- Page excerpt -
════════════════

Bafaluto, a small village of three hundred in Gambia, was barely surviving. Without access to clean water, the entire population was stuck in a cycle of abject poverty, relentless disease, and hunger—until Brian Harrold and Pamela Morgan, entrepreneurs from Northern Ireland, spent a small fortune digging an 80-meter well for them. When asked what compelled him to do it, Brian responded, “Just to not do any harm in this world [is not] good enough.”
Similarly, the prophet Isaiah saw the world’s disorder, and he portrayed a compelling vision of the world as God intends for it to be. In this new world, God will wipe clean humanity’s vast inequities, giving “justice to the poor” (Isaiah 11:4). In this new world, God will undo every impulse toward violence—so much that even “the cow will graze near the bear” (v.7). While such a vision echoes our hearts’ true longings, it seems fanciful and unrealistic. Are these lines from Scripture theoretical sentimentalities, or do they have concrete touchstones in our world?
God does not live in the abstract—somewhere in the foggy future. He lives in the now. While the culmination of God’s good end for His creation stands in the distance, He has already begun His work toward that conclusion. Following the Eden catastrophe, God immediately put into action His rescue through Jesus—the rescue that would be obediently modeled by God’s people. First Israel, now the church.
Paul’s letters present how we, God’s tribe, are (as one writer puts it), “an anticipatory sign of God’s healing and restorative future for the world.” Even now, our love and works of justice and proclamation of the gospel reflect God’s intention for “the earth [to] be filled with people who know the Lord” (v.9).
More:
• Ephesians 2:11-22
• Revelation 21:1-5
Next:
Where does your world most need God? How can you join His redemptive work there?

════════════════

- Work order -
Copy the passage of the devotional on Isaiah's vision that begins with "God does not" and ends with "redemptive work there?", swapping "church" for "congregation".

[Region pointing data]
════════════════

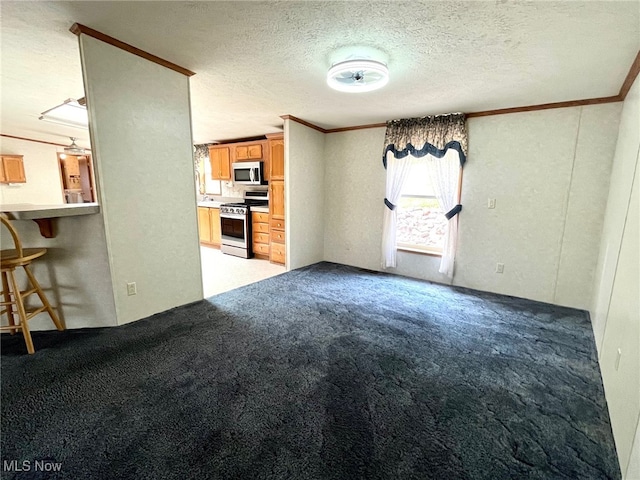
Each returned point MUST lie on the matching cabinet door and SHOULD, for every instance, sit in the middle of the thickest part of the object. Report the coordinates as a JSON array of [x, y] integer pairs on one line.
[[220, 159], [13, 169], [276, 151], [254, 152], [216, 232], [71, 166], [276, 199], [204, 224], [242, 152]]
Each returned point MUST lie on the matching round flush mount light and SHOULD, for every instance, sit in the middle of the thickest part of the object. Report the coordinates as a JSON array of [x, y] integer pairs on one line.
[[358, 75]]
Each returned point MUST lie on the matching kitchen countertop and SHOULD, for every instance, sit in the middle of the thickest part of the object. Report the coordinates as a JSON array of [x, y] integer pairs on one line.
[[29, 211], [44, 215]]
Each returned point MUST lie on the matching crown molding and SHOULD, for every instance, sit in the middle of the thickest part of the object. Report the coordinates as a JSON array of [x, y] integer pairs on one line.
[[78, 29]]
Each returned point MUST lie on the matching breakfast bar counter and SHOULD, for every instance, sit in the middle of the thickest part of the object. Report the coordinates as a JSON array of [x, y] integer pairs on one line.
[[44, 214]]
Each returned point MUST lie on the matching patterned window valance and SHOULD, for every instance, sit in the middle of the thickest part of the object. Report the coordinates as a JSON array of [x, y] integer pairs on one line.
[[432, 135]]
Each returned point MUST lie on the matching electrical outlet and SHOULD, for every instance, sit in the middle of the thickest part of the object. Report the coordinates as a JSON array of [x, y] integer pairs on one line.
[[618, 357]]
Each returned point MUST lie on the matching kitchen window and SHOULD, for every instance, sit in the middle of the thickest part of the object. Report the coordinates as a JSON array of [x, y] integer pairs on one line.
[[421, 224]]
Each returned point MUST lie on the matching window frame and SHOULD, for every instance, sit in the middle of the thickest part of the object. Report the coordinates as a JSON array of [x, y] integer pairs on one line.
[[417, 249]]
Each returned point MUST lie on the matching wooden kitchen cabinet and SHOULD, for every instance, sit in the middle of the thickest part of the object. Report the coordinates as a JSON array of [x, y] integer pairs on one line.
[[12, 169], [276, 199], [220, 159], [248, 151], [277, 222], [276, 158], [216, 229], [209, 226], [260, 234]]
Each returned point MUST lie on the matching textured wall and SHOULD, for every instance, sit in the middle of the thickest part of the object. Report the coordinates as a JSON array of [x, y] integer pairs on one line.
[[545, 169], [305, 187], [548, 171], [41, 169], [615, 310], [143, 154]]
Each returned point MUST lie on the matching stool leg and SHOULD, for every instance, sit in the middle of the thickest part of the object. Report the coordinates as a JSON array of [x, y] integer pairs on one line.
[[22, 314], [6, 293], [43, 299]]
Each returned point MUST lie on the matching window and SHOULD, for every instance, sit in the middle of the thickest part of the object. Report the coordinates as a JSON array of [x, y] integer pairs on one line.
[[421, 224]]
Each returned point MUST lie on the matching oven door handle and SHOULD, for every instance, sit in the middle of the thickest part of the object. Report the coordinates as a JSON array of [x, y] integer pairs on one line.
[[238, 216]]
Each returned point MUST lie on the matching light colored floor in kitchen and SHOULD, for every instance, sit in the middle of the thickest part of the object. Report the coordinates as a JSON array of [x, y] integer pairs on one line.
[[221, 272]]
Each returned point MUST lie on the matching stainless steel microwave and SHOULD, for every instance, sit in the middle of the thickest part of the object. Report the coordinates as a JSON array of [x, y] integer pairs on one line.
[[248, 173]]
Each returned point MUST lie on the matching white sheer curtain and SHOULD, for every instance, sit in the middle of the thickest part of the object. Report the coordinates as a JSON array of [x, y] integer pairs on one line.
[[397, 171], [444, 174], [441, 142]]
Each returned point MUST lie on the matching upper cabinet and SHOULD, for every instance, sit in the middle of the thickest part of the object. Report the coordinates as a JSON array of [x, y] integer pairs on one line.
[[220, 158], [248, 151], [12, 169], [276, 154]]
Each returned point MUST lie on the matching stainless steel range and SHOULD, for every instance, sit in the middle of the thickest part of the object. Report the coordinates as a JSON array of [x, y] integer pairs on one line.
[[235, 223]]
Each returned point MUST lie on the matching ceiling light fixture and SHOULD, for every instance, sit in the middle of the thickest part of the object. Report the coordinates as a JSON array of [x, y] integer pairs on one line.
[[74, 149], [70, 113], [358, 75]]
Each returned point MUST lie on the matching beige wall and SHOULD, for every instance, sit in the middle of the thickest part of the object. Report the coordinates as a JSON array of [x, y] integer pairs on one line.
[[548, 171], [304, 173], [615, 310], [41, 169], [143, 156]]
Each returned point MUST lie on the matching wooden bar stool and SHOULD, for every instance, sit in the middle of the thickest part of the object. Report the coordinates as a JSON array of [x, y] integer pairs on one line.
[[13, 298]]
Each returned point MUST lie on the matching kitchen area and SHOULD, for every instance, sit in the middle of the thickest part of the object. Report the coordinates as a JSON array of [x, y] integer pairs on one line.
[[241, 216]]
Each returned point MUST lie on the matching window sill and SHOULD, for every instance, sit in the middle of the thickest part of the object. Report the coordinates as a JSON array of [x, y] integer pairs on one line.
[[421, 252]]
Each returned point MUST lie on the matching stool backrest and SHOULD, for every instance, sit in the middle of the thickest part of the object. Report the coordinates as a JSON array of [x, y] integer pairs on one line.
[[14, 234]]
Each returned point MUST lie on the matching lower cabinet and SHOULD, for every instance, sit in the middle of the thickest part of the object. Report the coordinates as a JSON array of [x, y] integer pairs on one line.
[[209, 226], [260, 234], [277, 241]]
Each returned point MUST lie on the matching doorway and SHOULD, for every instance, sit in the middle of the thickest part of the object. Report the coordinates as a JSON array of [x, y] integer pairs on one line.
[[76, 175]]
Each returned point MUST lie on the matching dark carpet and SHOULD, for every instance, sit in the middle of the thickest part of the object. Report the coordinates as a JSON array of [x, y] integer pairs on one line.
[[326, 372]]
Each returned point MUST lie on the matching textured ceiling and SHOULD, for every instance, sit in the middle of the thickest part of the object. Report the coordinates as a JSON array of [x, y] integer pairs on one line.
[[255, 61]]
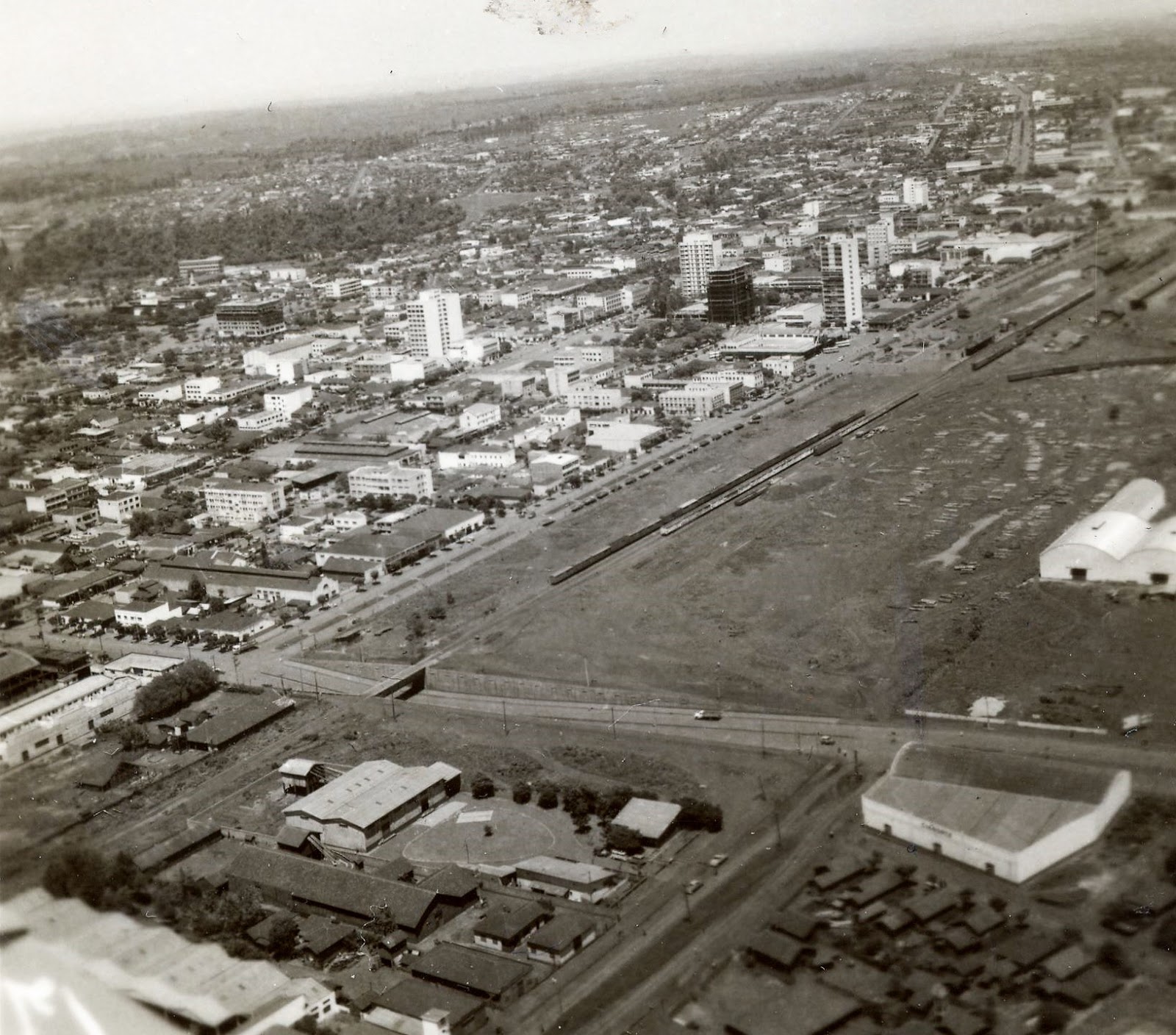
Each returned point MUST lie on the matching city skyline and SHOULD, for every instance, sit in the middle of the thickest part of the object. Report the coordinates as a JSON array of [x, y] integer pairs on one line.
[[91, 64]]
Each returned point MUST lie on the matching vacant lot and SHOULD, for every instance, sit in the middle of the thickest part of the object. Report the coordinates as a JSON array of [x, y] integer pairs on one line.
[[897, 570]]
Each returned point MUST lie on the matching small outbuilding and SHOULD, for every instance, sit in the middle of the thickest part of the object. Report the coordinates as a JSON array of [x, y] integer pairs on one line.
[[653, 821], [1011, 815]]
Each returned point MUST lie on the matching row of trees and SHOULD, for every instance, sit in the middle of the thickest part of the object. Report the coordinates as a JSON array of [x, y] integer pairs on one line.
[[581, 803], [173, 690], [110, 247]]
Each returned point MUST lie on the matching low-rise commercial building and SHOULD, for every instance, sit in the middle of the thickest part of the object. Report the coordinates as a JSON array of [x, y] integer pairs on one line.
[[578, 881], [391, 480], [237, 503], [372, 801], [486, 975], [1011, 815], [198, 390], [480, 417]]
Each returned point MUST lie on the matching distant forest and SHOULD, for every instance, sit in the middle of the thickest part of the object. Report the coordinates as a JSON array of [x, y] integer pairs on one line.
[[110, 248]]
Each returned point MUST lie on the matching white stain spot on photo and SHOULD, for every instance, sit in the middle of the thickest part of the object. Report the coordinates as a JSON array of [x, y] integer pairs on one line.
[[554, 17]]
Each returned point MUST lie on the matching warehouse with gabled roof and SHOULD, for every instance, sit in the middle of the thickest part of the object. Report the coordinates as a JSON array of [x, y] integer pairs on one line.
[[358, 811], [1011, 815]]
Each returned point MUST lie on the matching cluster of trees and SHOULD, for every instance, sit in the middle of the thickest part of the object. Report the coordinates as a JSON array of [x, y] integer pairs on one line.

════════════════

- Solution for this problem -
God does not live in the abstract—somewhere in the foggy future. He lives in the now. While the culmination of God’s good end for His creation stands in the distance, He has already begun His work toward that conclusion. Following the Eden catastrophe, God immediately put into action His rescue through Jesus—the rescue that would be obediently modeled by God’s people. First Israel, now the congregation.
Paul’s letters present how we, God’s tribe, are (as one writer puts it), “an anticipatory sign of God’s healing and restorative future for the world.” Even now, our love and works of justice and proclamation of the gospel reflect God’s intention for “the earth [to] be filled with people who know the Lord” (v.9).
More:
• Ephesians 2:11-22
• Revelation 21:1-5
Next:
Where does your world most need God? How can you join His redemptive work there?